Quoted passage:

=-=-=-=-=

This guide describes how to use The Portland Group Compiler Technology (PGI) Fortran, C, and C++ compilers and program development tools. In particular, these include the PGF77, PGF90, PGHPF, PGCC C++, and PGCC ANSI C compilers, the PGPROF profiler, and the PGDBG debugger. These compilers and tools work in conjunction with an Intel Architecture 32-bit (IA-32) assembler and linker. You can use the PGI compilers and tools to compile, debug, optimize and profile serial (uni-processor) and parallel (multi-processor) applications for IA-32 processor-based systems.

This PGI User's Guide provides operating instructions for the command-level compilation environment and general information about PGI's implementation of the Fortran, C, and C++ languages. This guide does not teach the Fortran, C, or C++ programming languages.

Audience Description

This guide is intended for scientists and engineers using the PGI compilers. To use these compilers, you should be aware of the role of high-level languages (e.g. Fortran, C, C++) and assembly-language in the software development process and should have some level of understanding of programming. The PGI compilers are available on a variety of IA-32 hardware platforms and operating systems. You need to be familiar with the basic commands available on your system.

Finally, your system needs to be running a properly installed and configured version of the compilers. For information on installing PGI compilers and tools, refer to the installation instructions.

=-=-=-=-=

Challenges:
**a)** In the PGI compiler guide excerpt, condense the paragraph beginning "This guide is intended for scientists and engineers" into a short bulleted list that keeps its main facts.
**b)** Translate this sentence from the PGI compiler guide excerpt into Spanish: "This guide does not teach the Fortran, C, or C++ programming languages."

Material provided:

=-=-=-=-=

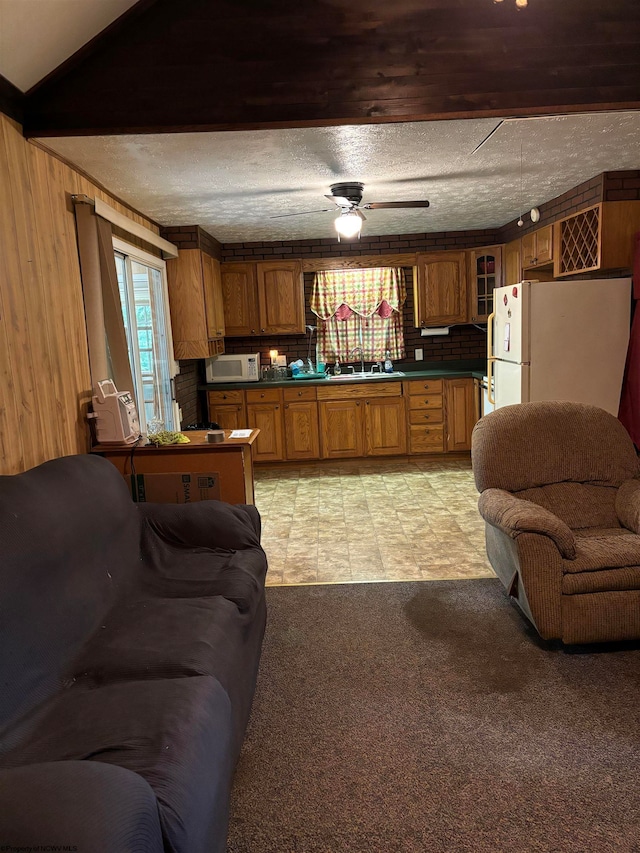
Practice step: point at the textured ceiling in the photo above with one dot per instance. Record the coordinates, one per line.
(37, 35)
(232, 183)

=-=-=-=-=

Answers in order:
**a)**
- Audience: scientists and engineers using the PGI compilers.
- Readers should understand the role of high-level languages (e.g. Fortran, C, C++) and assembly language in software development.
- Some understanding of programming is needed.
- The compilers run on a variety of IA-32 hardware platforms and operating systems.
- Readers need to know the basic commands available on their system.

**b)** Esta guía no enseña los lenguajes de programación Fortran, C o C++.